# Task input

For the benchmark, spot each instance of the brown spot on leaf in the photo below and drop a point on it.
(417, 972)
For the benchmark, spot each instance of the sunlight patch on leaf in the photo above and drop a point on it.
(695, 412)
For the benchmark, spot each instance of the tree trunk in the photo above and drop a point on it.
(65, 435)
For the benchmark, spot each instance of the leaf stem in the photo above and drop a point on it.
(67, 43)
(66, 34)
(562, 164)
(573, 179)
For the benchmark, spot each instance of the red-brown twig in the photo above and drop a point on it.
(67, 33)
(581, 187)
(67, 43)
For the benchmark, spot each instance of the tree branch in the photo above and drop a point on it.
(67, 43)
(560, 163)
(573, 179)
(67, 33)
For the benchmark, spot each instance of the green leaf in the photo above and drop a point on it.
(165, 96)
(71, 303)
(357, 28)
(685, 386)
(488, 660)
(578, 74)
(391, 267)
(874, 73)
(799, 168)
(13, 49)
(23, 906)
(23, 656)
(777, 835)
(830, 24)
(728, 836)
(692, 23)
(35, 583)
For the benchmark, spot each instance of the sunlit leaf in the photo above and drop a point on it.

# Task
Output the entries verbatim.

# Answer
For the benchmark, spot each instance of the brown spot on leaf in the photo below and drop a point on it.
(417, 972)
For the benchmark, spot each instance of the sunlight patch on leaf in the photo above and drop a point on it.
(695, 412)
For the benchmark, spot each instance of the tree trunk in the photo above and drop a point on it.
(65, 435)
For the benchmark, spot each instance of the leaf stem in the photo above and drop a point on it.
(67, 43)
(66, 34)
(562, 164)
(573, 179)
For the benchmark, spot each instance of the red-brown twig in the photo above and drop a point on it.
(67, 33)
(581, 187)
(67, 43)
For the benchmark, spot each instance of the tree branch in the photo above and drop a point on it.
(67, 43)
(560, 163)
(573, 179)
(67, 33)
For the benchmark, spot each instance of the green leaf in the photo above and drop a point on it.
(165, 96)
(71, 303)
(357, 28)
(685, 386)
(488, 660)
(578, 74)
(391, 267)
(874, 73)
(799, 168)
(13, 49)
(23, 906)
(23, 656)
(777, 835)
(830, 24)
(728, 836)
(692, 23)
(35, 583)
For the benchmark, spot each instance of the sunlit leaf in the photo above and drop a point on it.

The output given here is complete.